[START OF GIVEN DATA]

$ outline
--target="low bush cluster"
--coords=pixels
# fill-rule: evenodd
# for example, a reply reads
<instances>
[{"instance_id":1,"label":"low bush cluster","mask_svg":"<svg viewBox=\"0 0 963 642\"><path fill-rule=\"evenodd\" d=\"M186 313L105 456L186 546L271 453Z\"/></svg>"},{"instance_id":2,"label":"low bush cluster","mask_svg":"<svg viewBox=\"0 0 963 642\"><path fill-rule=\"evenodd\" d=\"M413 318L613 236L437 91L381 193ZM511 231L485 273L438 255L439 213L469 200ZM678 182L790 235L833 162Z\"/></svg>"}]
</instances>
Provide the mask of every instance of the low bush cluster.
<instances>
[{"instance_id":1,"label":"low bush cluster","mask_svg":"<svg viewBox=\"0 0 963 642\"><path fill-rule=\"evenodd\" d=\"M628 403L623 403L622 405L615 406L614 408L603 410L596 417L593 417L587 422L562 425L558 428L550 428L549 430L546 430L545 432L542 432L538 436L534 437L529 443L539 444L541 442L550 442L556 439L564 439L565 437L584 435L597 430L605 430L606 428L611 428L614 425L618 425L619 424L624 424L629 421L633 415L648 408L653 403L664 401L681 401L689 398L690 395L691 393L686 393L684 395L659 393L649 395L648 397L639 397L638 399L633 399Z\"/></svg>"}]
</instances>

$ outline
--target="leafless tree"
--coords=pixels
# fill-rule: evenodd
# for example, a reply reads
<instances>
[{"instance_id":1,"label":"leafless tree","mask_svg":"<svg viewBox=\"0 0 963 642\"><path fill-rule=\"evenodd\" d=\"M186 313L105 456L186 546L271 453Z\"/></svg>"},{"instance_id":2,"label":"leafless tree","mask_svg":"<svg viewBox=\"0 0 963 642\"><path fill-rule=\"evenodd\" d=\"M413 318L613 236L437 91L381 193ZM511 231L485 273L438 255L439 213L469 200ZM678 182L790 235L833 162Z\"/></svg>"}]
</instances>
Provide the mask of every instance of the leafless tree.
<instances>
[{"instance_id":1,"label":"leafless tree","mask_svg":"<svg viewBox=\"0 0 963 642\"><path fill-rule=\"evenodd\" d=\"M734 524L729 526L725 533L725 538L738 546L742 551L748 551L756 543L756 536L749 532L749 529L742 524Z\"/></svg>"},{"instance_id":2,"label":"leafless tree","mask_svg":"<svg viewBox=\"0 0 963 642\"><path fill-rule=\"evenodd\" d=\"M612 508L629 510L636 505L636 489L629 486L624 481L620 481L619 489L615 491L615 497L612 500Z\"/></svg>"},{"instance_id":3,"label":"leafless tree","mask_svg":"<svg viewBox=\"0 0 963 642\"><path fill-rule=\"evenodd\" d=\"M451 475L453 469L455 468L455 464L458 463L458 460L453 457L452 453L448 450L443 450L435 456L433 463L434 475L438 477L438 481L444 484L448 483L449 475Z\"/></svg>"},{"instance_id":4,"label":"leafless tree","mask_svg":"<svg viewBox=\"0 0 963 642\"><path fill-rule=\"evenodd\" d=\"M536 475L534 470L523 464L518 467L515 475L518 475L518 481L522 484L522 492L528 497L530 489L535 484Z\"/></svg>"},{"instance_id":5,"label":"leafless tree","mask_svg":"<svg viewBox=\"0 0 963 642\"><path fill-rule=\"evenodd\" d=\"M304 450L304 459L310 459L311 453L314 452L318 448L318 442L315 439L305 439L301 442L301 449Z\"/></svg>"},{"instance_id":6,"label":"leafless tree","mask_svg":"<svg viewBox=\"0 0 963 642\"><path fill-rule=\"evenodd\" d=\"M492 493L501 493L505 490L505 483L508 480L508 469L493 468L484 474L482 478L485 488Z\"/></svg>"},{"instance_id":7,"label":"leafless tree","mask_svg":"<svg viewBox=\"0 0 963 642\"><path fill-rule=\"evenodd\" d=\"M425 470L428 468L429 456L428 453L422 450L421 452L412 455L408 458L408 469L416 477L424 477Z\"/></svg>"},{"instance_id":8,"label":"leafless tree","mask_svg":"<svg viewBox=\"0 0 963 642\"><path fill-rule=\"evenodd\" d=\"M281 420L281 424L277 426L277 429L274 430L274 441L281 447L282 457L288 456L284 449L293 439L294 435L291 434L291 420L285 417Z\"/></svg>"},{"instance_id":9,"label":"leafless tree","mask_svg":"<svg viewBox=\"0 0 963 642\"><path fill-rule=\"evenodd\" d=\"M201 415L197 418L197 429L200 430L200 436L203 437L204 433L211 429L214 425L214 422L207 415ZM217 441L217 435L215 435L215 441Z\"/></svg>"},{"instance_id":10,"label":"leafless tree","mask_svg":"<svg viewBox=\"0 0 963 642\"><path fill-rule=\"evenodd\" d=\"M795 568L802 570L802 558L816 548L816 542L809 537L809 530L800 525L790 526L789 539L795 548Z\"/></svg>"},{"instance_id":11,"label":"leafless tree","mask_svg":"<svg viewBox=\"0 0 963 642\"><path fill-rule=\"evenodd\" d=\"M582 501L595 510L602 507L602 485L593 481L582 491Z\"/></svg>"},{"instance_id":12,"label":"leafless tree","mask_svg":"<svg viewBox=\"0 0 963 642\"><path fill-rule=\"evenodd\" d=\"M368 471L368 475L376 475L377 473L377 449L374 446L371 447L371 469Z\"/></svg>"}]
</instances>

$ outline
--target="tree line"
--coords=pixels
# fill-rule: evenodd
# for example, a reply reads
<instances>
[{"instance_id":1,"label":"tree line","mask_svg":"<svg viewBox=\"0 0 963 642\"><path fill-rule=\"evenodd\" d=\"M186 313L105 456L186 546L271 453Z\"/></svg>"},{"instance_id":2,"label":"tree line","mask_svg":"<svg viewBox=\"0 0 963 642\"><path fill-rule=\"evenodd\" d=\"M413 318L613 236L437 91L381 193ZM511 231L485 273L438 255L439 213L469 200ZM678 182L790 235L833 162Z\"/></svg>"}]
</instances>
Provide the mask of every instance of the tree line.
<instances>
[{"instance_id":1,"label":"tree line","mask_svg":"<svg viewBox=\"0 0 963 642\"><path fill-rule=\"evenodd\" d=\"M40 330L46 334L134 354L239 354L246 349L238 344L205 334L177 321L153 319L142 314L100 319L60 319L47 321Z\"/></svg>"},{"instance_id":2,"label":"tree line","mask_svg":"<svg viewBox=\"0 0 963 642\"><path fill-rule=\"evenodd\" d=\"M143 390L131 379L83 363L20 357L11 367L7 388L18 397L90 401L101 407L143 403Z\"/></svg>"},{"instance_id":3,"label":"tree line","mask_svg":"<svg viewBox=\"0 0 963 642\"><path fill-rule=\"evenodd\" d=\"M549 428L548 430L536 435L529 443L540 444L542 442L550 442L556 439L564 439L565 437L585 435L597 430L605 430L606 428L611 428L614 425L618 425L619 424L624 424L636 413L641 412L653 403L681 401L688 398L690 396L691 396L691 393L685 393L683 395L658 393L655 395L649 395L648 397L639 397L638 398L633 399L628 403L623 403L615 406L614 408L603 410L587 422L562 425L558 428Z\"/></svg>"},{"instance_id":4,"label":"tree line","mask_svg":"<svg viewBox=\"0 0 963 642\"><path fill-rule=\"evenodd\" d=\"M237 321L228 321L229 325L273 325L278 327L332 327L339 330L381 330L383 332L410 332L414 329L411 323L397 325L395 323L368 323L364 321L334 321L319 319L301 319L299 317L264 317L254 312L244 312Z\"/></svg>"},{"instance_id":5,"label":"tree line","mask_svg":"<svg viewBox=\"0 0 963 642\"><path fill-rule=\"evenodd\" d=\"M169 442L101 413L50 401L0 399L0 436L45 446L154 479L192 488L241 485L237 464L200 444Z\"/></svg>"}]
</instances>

[END OF GIVEN DATA]

__EXERCISE__. Above are some records. Print them all exactly.

__RESULT__.
$ outline
--target="low bush cluster"
--coords=pixels
# fill-rule: evenodd
# for example, a reply reads
<instances>
[{"instance_id":1,"label":"low bush cluster","mask_svg":"<svg viewBox=\"0 0 963 642\"><path fill-rule=\"evenodd\" d=\"M186 313L105 456L186 546L271 453Z\"/></svg>"},{"instance_id":2,"label":"low bush cluster","mask_svg":"<svg viewBox=\"0 0 963 642\"><path fill-rule=\"evenodd\" d=\"M413 318L613 236L437 91L381 193ZM511 231L485 273L438 255L439 213L469 200ZM678 182L790 235L833 162Z\"/></svg>"}]
</instances>
Provide the mask of every instance of the low bush cluster.
<instances>
[{"instance_id":1,"label":"low bush cluster","mask_svg":"<svg viewBox=\"0 0 963 642\"><path fill-rule=\"evenodd\" d=\"M628 403L623 403L622 405L615 406L614 408L603 410L596 417L593 417L587 422L562 425L558 428L550 428L549 430L546 430L545 432L542 432L538 436L534 437L529 443L539 444L541 442L550 442L556 439L564 439L565 437L584 435L597 430L605 430L606 428L611 428L614 425L618 425L619 424L624 424L629 421L633 415L648 408L653 403L664 401L681 401L689 398L690 395L691 393L686 393L684 395L659 393L649 395L648 397L639 397L638 399L633 399Z\"/></svg>"}]
</instances>

$ outline
--target="leafless tree"
--coords=pixels
# fill-rule: evenodd
# for example, a reply reads
<instances>
[{"instance_id":1,"label":"leafless tree","mask_svg":"<svg viewBox=\"0 0 963 642\"><path fill-rule=\"evenodd\" d=\"M186 313L105 456L186 546L271 453Z\"/></svg>"},{"instance_id":2,"label":"leafless tree","mask_svg":"<svg viewBox=\"0 0 963 642\"><path fill-rule=\"evenodd\" d=\"M413 318L613 236L437 91L381 193ZM511 231L485 273L438 255L439 213L469 200ZM678 182L790 235L833 162Z\"/></svg>"}]
</instances>
Provide the mask of every instance of the leafless tree.
<instances>
[{"instance_id":1,"label":"leafless tree","mask_svg":"<svg viewBox=\"0 0 963 642\"><path fill-rule=\"evenodd\" d=\"M734 524L729 526L725 533L725 538L738 546L742 551L748 551L756 543L756 536L749 532L749 529L742 524Z\"/></svg>"},{"instance_id":2,"label":"leafless tree","mask_svg":"<svg viewBox=\"0 0 963 642\"><path fill-rule=\"evenodd\" d=\"M612 508L629 510L636 505L636 489L629 486L624 481L620 481L619 489L615 491L615 497L612 500Z\"/></svg>"},{"instance_id":3,"label":"leafless tree","mask_svg":"<svg viewBox=\"0 0 963 642\"><path fill-rule=\"evenodd\" d=\"M451 475L453 469L455 468L455 464L458 463L458 460L453 457L452 453L448 450L443 450L435 456L433 463L434 475L438 477L438 481L444 484L448 483L449 475Z\"/></svg>"},{"instance_id":4,"label":"leafless tree","mask_svg":"<svg viewBox=\"0 0 963 642\"><path fill-rule=\"evenodd\" d=\"M536 475L534 470L523 464L518 467L515 475L518 475L518 481L522 484L522 492L528 497L530 489L535 484Z\"/></svg>"},{"instance_id":5,"label":"leafless tree","mask_svg":"<svg viewBox=\"0 0 963 642\"><path fill-rule=\"evenodd\" d=\"M304 450L304 459L310 459L311 453L314 452L318 448L318 442L315 439L305 439L301 442L301 449Z\"/></svg>"},{"instance_id":6,"label":"leafless tree","mask_svg":"<svg viewBox=\"0 0 963 642\"><path fill-rule=\"evenodd\" d=\"M492 493L501 493L505 490L505 483L508 480L508 469L493 468L484 474L482 478L485 488Z\"/></svg>"},{"instance_id":7,"label":"leafless tree","mask_svg":"<svg viewBox=\"0 0 963 642\"><path fill-rule=\"evenodd\" d=\"M425 470L428 468L429 456L428 453L422 450L421 452L412 455L408 458L408 469L416 477L424 477Z\"/></svg>"},{"instance_id":8,"label":"leafless tree","mask_svg":"<svg viewBox=\"0 0 963 642\"><path fill-rule=\"evenodd\" d=\"M281 420L281 424L277 426L277 429L274 430L274 441L281 447L282 457L288 456L284 449L293 439L294 435L291 434L291 420L285 417Z\"/></svg>"},{"instance_id":9,"label":"leafless tree","mask_svg":"<svg viewBox=\"0 0 963 642\"><path fill-rule=\"evenodd\" d=\"M201 415L197 418L197 429L200 430L200 436L203 437L204 433L211 429L214 425L214 422L207 415ZM217 441L217 435L215 435L215 441Z\"/></svg>"},{"instance_id":10,"label":"leafless tree","mask_svg":"<svg viewBox=\"0 0 963 642\"><path fill-rule=\"evenodd\" d=\"M795 568L802 570L802 558L816 548L816 542L809 537L809 530L800 525L790 526L789 539L795 548Z\"/></svg>"},{"instance_id":11,"label":"leafless tree","mask_svg":"<svg viewBox=\"0 0 963 642\"><path fill-rule=\"evenodd\" d=\"M582 501L595 510L602 507L602 485L593 481L582 491Z\"/></svg>"},{"instance_id":12,"label":"leafless tree","mask_svg":"<svg viewBox=\"0 0 963 642\"><path fill-rule=\"evenodd\" d=\"M368 471L368 475L376 475L377 473L377 449L374 446L371 447L371 469Z\"/></svg>"}]
</instances>

$ outline
--target="tree line"
--coords=pixels
# fill-rule: evenodd
# for example, a reply reads
<instances>
[{"instance_id":1,"label":"tree line","mask_svg":"<svg viewBox=\"0 0 963 642\"><path fill-rule=\"evenodd\" d=\"M186 313L105 456L186 546L271 453Z\"/></svg>"},{"instance_id":2,"label":"tree line","mask_svg":"<svg viewBox=\"0 0 963 642\"><path fill-rule=\"evenodd\" d=\"M413 318L613 236L437 91L381 193ZM511 231L485 273L438 255L439 213L469 200ZM678 182L790 235L833 162Z\"/></svg>"}]
</instances>
Provide the mask of every instance of the tree line.
<instances>
[{"instance_id":1,"label":"tree line","mask_svg":"<svg viewBox=\"0 0 963 642\"><path fill-rule=\"evenodd\" d=\"M40 330L46 334L134 354L239 354L246 349L238 344L205 334L177 321L153 319L142 314L100 319L60 319L47 321Z\"/></svg>"},{"instance_id":2,"label":"tree line","mask_svg":"<svg viewBox=\"0 0 963 642\"><path fill-rule=\"evenodd\" d=\"M143 390L131 379L83 363L20 357L11 367L7 388L18 397L90 401L101 407L143 403Z\"/></svg>"},{"instance_id":3,"label":"tree line","mask_svg":"<svg viewBox=\"0 0 963 642\"><path fill-rule=\"evenodd\" d=\"M549 428L548 430L536 435L529 443L540 444L542 442L550 442L556 439L564 439L565 437L585 435L597 430L605 430L606 428L611 428L614 425L618 425L619 424L624 424L636 413L641 412L653 403L681 401L688 398L690 396L691 396L691 393L685 393L683 395L658 393L655 395L649 395L648 397L639 397L638 398L633 399L628 403L623 403L615 406L614 408L603 410L587 422L562 425L558 428Z\"/></svg>"},{"instance_id":4,"label":"tree line","mask_svg":"<svg viewBox=\"0 0 963 642\"><path fill-rule=\"evenodd\" d=\"M237 321L228 321L229 325L273 325L278 327L332 327L339 330L381 330L383 332L410 332L414 329L411 323L397 325L395 323L368 323L364 321L334 321L319 319L301 319L299 317L264 317L254 312L244 312Z\"/></svg>"},{"instance_id":5,"label":"tree line","mask_svg":"<svg viewBox=\"0 0 963 642\"><path fill-rule=\"evenodd\" d=\"M169 442L101 413L50 401L0 399L0 436L45 446L154 479L192 488L241 485L237 464L200 444Z\"/></svg>"}]
</instances>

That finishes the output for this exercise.